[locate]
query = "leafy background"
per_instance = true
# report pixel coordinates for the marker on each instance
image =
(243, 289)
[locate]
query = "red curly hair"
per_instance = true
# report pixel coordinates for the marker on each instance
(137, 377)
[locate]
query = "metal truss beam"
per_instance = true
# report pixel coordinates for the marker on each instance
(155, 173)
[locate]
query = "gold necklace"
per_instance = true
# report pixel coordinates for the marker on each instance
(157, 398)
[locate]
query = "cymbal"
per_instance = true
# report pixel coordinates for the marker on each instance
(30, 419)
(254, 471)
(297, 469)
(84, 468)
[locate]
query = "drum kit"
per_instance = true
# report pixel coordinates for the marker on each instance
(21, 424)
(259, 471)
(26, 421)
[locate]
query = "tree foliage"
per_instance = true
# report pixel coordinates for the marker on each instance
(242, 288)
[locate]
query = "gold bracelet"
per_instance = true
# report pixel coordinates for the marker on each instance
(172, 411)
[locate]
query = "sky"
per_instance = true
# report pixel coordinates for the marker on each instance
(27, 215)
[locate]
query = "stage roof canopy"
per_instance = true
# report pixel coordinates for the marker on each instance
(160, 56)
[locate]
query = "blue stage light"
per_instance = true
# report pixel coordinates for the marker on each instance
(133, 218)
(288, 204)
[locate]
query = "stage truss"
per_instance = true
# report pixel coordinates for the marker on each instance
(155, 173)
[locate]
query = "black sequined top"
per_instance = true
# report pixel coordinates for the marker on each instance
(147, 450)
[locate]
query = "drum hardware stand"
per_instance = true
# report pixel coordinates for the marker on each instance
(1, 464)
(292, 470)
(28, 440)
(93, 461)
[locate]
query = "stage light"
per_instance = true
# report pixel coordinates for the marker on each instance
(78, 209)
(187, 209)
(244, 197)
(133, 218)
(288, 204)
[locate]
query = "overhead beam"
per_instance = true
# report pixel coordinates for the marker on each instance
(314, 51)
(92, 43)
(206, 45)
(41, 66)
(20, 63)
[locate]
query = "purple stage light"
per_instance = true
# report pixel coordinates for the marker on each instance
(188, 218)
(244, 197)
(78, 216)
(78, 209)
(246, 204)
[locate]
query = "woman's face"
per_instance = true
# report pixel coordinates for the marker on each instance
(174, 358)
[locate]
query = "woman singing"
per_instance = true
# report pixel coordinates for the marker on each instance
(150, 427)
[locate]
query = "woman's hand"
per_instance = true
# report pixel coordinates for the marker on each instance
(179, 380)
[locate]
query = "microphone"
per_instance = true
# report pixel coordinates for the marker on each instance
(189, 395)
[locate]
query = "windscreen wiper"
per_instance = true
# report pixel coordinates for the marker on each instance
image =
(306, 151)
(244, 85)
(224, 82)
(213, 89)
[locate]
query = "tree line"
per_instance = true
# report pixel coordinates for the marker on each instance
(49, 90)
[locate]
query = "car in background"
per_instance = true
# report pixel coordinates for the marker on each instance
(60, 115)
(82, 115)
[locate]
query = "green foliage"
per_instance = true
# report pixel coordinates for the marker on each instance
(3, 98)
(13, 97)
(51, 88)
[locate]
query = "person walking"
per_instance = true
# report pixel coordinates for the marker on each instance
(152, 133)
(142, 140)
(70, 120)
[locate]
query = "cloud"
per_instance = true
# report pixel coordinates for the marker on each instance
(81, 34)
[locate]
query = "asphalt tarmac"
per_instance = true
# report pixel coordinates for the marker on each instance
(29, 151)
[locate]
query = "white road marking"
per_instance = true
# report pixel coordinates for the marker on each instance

→ Task objective
The material is to be written out again in full, with no word altered.

→ Output
[locate]
query = "leafy background"
per_instance = true
# report pixel coordinates for the marker on each instance
image =
(243, 289)
[locate]
query = "red curly hair"
per_instance = true
# report pixel coordinates for the marker on each instance
(137, 377)
[locate]
query = "metal truss beam"
per_instance = true
# report pixel coordinates for the marker on each instance
(155, 173)
[locate]
query = "gold necklace"
per_instance = true
# report pixel coordinates for the marker on each instance
(157, 398)
[locate]
query = "cymbal"
per_instance = true
# report pixel coordinates for the marker on each instance
(30, 419)
(254, 471)
(297, 469)
(84, 468)
[locate]
query = "drum kit"
per_instance = true
# report pixel coordinates for the marker on each instance
(21, 424)
(259, 471)
(26, 421)
[locate]
query = "tree foliage"
per_instance = true
# report pixel coordinates for the marker on each instance
(242, 288)
[locate]
query = "gold bracelet"
per_instance = true
# report pixel coordinates for the marker on each instance
(172, 411)
[locate]
query = "sky"
per_instance = true
# report pixel coordinates for the marker on each instance
(27, 215)
[locate]
query = "stage roof canopy"
per_instance = true
# report pixel coordinates for the marker on each instance
(160, 56)
[locate]
query = "blue stage light"
per_instance = true
# report pixel coordinates for the marker on each instance
(133, 218)
(288, 204)
[locate]
query = "stage truss"
per_instance = true
# report pixel coordinates for the marker on each instance
(155, 173)
[locate]
query = "black sequined top"
per_instance = true
# report pixel coordinates for the marker on each instance
(147, 450)
[locate]
query = "drum hardware stand"
per_instance = true
# report pixel coordinates for the marker on each instance
(1, 464)
(292, 470)
(28, 440)
(93, 461)
[locate]
query = "stage light"
per_instance = true
# report pixel coordinates for the marker on each instance
(78, 209)
(187, 209)
(244, 197)
(133, 218)
(288, 204)
[locate]
query = "overhead beam"
per_instance = true
# report pixel coordinates for the marker on each instance
(314, 51)
(92, 43)
(206, 45)
(41, 66)
(20, 63)
[locate]
query = "purple stage light"
per_instance = true
# report pixel coordinates for the marker on each instance
(188, 218)
(244, 197)
(78, 216)
(78, 209)
(246, 204)
[locate]
query = "woman's face"
per_instance = true
# report pixel coordinates for the marker on each instance
(174, 358)
[locate]
query = "woman singing"
per_instance = true
# report pixel coordinates for the marker on each instance
(150, 427)
[locate]
query = "woman's hand"
per_instance = true
# report pixel coordinates for the marker on each instance
(179, 380)
[locate]
query = "microphone"
per_instance = true
# report pixel coordinates for the marker on each instance
(189, 395)
[locate]
query = "windscreen wiper"
per_instance = true
# report pixel coordinates for the marker on each instance
image =
(306, 151)
(244, 85)
(224, 82)
(213, 89)
[locate]
query = "tree line"
per_instance = true
# report pixel coordinates for the marker on each instance
(49, 90)
[locate]
query = "car in background"
per_instance = true
# report pixel coordinates for the marker on each instance
(60, 115)
(82, 115)
[locate]
query = "green foliage"
per_instance = true
# report pixel coordinates for the marker on each instance
(3, 98)
(13, 97)
(51, 88)
[locate]
query = "person walking"
per_instance = true
# report pixel coordinates for the marker on each instance
(152, 133)
(142, 140)
(70, 120)
[locate]
query = "cloud"
per_instance = true
# report pixel coordinates for the marker on each instance
(81, 34)
[locate]
query = "asphalt tarmac"
per_instance = true
# report pixel coordinates for the marker on each instance
(29, 151)
[locate]
query = "white road marking"
per_instance = true
# report pixel coordinates for the marker on each instance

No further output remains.